Written instruction: Convert the records below into a JSON list of strings with one string per line, leaving out any blank lines.

Region annotation entries:

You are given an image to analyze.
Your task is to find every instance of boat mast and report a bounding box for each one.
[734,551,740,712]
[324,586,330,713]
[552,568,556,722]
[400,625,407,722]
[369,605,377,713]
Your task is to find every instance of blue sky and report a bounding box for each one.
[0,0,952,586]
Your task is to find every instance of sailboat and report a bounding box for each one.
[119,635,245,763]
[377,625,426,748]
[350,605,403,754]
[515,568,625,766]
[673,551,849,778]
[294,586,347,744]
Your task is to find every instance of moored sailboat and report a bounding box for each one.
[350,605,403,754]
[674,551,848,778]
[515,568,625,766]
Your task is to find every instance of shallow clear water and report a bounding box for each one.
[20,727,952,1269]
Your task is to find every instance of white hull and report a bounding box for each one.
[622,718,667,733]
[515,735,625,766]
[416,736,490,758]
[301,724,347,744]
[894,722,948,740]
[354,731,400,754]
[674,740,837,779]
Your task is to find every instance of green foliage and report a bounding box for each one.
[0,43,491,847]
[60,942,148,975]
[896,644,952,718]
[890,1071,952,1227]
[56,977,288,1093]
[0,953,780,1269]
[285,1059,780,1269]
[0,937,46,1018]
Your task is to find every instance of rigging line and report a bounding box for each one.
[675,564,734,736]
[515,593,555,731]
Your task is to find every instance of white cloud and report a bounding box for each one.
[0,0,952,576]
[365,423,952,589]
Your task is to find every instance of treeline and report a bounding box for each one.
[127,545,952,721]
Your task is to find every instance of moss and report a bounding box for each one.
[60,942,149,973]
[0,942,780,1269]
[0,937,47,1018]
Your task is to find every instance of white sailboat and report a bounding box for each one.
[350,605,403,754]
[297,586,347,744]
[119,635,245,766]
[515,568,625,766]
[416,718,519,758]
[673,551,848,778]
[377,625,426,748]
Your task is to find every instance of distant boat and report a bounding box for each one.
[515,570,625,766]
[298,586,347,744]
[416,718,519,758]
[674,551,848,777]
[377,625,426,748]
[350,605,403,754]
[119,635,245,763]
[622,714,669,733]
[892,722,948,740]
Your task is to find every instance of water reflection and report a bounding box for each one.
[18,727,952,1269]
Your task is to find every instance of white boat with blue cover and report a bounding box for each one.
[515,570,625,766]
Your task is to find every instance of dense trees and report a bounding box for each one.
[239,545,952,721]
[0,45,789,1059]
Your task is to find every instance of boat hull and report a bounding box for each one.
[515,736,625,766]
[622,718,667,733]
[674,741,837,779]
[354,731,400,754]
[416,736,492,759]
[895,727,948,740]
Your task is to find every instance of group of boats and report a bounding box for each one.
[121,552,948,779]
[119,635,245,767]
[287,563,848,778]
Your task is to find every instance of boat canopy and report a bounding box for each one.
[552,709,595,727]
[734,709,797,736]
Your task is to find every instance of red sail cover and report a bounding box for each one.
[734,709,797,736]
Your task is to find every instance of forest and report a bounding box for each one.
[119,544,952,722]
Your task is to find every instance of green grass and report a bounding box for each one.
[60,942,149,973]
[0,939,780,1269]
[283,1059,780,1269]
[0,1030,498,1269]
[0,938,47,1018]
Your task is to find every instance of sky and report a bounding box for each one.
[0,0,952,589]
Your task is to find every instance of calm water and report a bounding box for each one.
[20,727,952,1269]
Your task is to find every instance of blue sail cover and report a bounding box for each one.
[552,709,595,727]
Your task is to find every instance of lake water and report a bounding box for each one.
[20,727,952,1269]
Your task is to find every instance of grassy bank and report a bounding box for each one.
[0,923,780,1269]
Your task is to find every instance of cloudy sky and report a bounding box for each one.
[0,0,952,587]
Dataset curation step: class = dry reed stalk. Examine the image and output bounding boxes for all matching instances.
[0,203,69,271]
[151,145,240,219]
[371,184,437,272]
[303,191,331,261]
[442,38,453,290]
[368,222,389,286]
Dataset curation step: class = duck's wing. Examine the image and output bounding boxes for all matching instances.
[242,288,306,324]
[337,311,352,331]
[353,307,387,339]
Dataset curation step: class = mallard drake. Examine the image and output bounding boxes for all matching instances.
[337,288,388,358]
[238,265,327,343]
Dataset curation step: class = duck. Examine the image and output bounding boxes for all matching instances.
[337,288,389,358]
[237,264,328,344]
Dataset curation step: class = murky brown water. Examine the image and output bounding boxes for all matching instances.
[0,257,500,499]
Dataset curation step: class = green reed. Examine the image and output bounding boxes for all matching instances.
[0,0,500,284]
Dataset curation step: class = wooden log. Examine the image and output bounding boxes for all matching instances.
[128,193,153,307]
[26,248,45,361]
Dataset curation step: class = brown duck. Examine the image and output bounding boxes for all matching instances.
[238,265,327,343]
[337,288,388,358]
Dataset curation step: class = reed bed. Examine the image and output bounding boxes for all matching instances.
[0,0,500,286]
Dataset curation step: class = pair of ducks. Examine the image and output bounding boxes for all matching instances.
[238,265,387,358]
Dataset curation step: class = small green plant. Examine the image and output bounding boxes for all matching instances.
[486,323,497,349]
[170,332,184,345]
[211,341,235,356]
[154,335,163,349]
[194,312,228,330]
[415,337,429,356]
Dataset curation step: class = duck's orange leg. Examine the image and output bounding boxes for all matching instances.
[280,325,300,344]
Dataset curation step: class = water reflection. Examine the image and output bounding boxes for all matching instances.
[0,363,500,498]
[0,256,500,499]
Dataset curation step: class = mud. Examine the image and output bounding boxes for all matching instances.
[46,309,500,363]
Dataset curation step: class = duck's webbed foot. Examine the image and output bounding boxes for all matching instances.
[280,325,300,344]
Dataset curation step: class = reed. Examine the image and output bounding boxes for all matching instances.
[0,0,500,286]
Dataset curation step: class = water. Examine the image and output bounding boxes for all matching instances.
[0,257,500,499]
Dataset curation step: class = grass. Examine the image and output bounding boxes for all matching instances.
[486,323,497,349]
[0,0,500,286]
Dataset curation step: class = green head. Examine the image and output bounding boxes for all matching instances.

Written solution:
[
  "You are given an image to analyze.",
  "Your task is to find every instance of boat mast and report a bounding box for each one.",
  "[734,551,740,712]",
  "[324,586,330,713]",
  "[552,568,556,722]",
  "[400,625,407,722]",
  "[369,605,377,713]",
  "Your task is to find every instance of blue sky and report a bounding box for each one.",
  "[0,0,952,586]",
  "Your task is to find every instance of sailboat and report a bounding box for each one.",
  "[119,635,245,763]",
  "[377,625,426,748]",
  "[350,605,403,754]",
  "[515,568,625,766]",
  "[673,551,849,778]",
  "[294,586,347,744]",
  "Your task is to find every instance of moored sailboat and report a bounding box for each one.",
  "[350,605,403,754]",
  "[674,551,848,778]",
  "[515,568,625,766]",
  "Your task is to find every instance of shallow clear water and report a bounding box for each one.",
  "[20,727,952,1269]",
  "Your task is to find every instance of white hull and report a bounding box for each one.",
  "[622,718,667,733]",
  "[515,735,625,766]",
  "[416,736,490,758]",
  "[301,724,347,744]",
  "[894,722,948,740]",
  "[354,731,400,754]",
  "[674,740,837,779]",
  "Your task is to find every instance of green foliage and report a bounding box for each one.",
  "[0,43,491,847]",
  "[60,942,148,975]",
  "[896,644,952,718]",
  "[890,1071,952,1227]",
  "[56,977,288,1093]",
  "[0,953,780,1269]",
  "[285,1059,780,1269]",
  "[0,937,46,1018]",
  "Your task is to find every instance of rigging line and report a bounding box for each one.",
  "[675,564,734,736]",
  "[515,593,555,731]",
  "Your task is to find every instance of white cloud and report a bounding box for each one.",
  "[0,0,952,576]",
  "[365,423,952,589]",
  "Your task is to find every instance of treeline and report a bounding box for each one.",
  "[127,545,952,721]",
  "Your task is to find every instance of moss and report a bounding box for each one.",
  "[60,942,149,973]",
  "[0,942,780,1269]",
  "[0,937,47,1018]",
  "Your task is to find every instance of white sailboat and report a bounding box for each one.",
  "[350,605,403,754]",
  "[297,586,347,744]",
  "[119,635,245,766]",
  "[515,568,625,766]",
  "[416,718,519,758]",
  "[673,551,848,778]",
  "[377,625,426,748]",
  "Your task is to find every instance of distant boat and report a bounding box for each one.",
  "[515,570,625,766]",
  "[298,586,347,744]",
  "[416,718,519,758]",
  "[674,551,848,777]",
  "[377,625,426,748]",
  "[350,605,403,754]",
  "[119,635,245,763]",
  "[622,714,669,733]",
  "[892,722,948,740]",
  "Your task is to find every instance of water reflection and report a bounding box for each one.",
  "[18,727,952,1269]",
  "Your task is to find every instance of white boat with blue cover and report a bounding box for each one.",
  "[515,570,625,766]",
  "Your task is to find every instance of dense trees and report a bounding box for each one.",
  "[239,545,952,721]",
  "[0,45,789,1059]",
  "Your task is to find every instance of boat hull and report a bounding box for each one.",
  "[515,736,625,766]",
  "[622,718,667,733]",
  "[674,741,837,779]",
  "[354,731,400,754]",
  "[416,736,492,759]",
  "[895,727,948,740]",
  "Your task is to find every instance of group of boats and report a bounding box for each one.",
  "[121,552,948,779]",
  "[119,635,245,767]",
  "[287,563,848,778]",
  "Your task is to find every instance of boat canopy and report a bounding box for each one.",
  "[552,709,595,727]",
  "[734,709,797,736]",
  "Your task is to find every instance of red sail cover and report a bounding box for each one.",
  "[734,709,797,736]",
  "Your task is to find every instance of forest and report a bounding box for each one.",
  "[119,544,952,722]",
  "Your task is to find every instance of green grass and report a bounding box for each one.",
  "[60,942,149,973]",
  "[0,939,780,1269]",
  "[283,1059,780,1269]",
  "[0,1030,498,1269]",
  "[0,938,47,1018]",
  "Your task is to find every instance of sky and report a bounding box for each one.",
  "[0,0,952,589]",
  "Your task is to find every instance of calm water and report a bounding box for each one.",
  "[20,727,952,1269]",
  "Your task is to find every instance of blue sail cover and report a bounding box for each one.",
  "[552,709,595,727]",
  "Your task is to find every instance of lake water and report a bounding box for each one.",
  "[20,727,952,1269]",
  "Your task is to find every instance of grassy bank and report a bounding box for each one.",
  "[0,923,780,1269]",
  "Your task is to find every instance of cloudy sky and report a bounding box for each one.",
  "[0,0,952,587]",
  "Dataset curation step: class = dry reed stalk. Examine the image and output bounding boxes for all matching instances.",
  "[0,203,69,271]",
  "[151,145,240,219]",
  "[371,184,437,272]",
  "[303,191,331,261]",
  "[442,38,453,290]",
  "[368,222,389,286]",
  "Dataset curation step: class = duck's wing. Examine the image and output bounding boxes for all matching instances.",
  "[242,288,306,324]",
  "[337,311,352,331]",
  "[353,307,387,339]",
  "Dataset curation step: class = mallard drake. Examine the image and output bounding boxes for all matching instances.",
  "[337,288,388,358]",
  "[238,265,327,343]",
  "Dataset curation step: class = duck. Examine the image and output bounding boxes for all matching instances.",
  "[337,288,389,358]",
  "[237,264,328,344]",
  "Dataset curation step: class = murky brown water. Examine the image and output bounding boxes for all matching instances.",
  "[0,257,500,499]",
  "Dataset curation step: class = green reed. Examine the image and output bounding boxes for all matching instances.",
  "[0,0,500,284]",
  "Dataset curation step: class = wooden log. Examine the image and output bounding boxes for all matching instances.",
  "[128,193,153,307]",
  "[26,248,45,361]",
  "Dataset curation step: class = brown duck. Examine the image and output bounding boxes for all matching instances.",
  "[238,265,327,343]",
  "[337,288,388,358]",
  "Dataset curation step: class = reed bed. Examine the image and output bounding boxes for all matching instances.",
  "[0,0,500,286]",
  "Dataset curation step: class = pair of ducks. Examine the image and output bounding boxes for all matching instances.",
  "[238,265,387,358]",
  "Dataset curation step: class = small green plant. Examine the image and output bounding boxes for all matching instances.",
  "[486,323,497,349]",
  "[170,332,184,345]",
  "[211,341,235,356]",
  "[154,335,163,349]",
  "[194,312,228,330]",
  "[415,337,429,356]",
  "Dataset curation step: class = duck's orange leg. Examine the image and output bounding boxes for all matching instances.",
  "[280,325,300,344]",
  "Dataset curation step: class = water reflection. Examine the image and output bounding boxes for all matching instances.",
  "[0,363,500,498]",
  "[0,256,500,499]",
  "Dataset curation step: class = mud. Examine the image and output bounding boxes for all matching instances.",
  "[46,309,500,363]",
  "Dataset curation step: class = duck's webbed foot. Examine the image and output bounding boxes for all matching instances.",
  "[280,325,300,344]",
  "Dataset curation step: class = reed. Examine the image and output bounding boxes for all matching instances.",
  "[0,0,500,286]",
  "Dataset curation step: class = water. Examine the image and output bounding boxes for all matching instances.",
  "[0,257,500,499]",
  "Dataset curation step: class = grass. Examine the image and output bounding boxes for all matching instances.",
  "[486,323,497,349]",
  "[0,0,500,286]",
  "Dataset curation step: class = green head. Examine the image and output bounding boxes for all matching instances."
]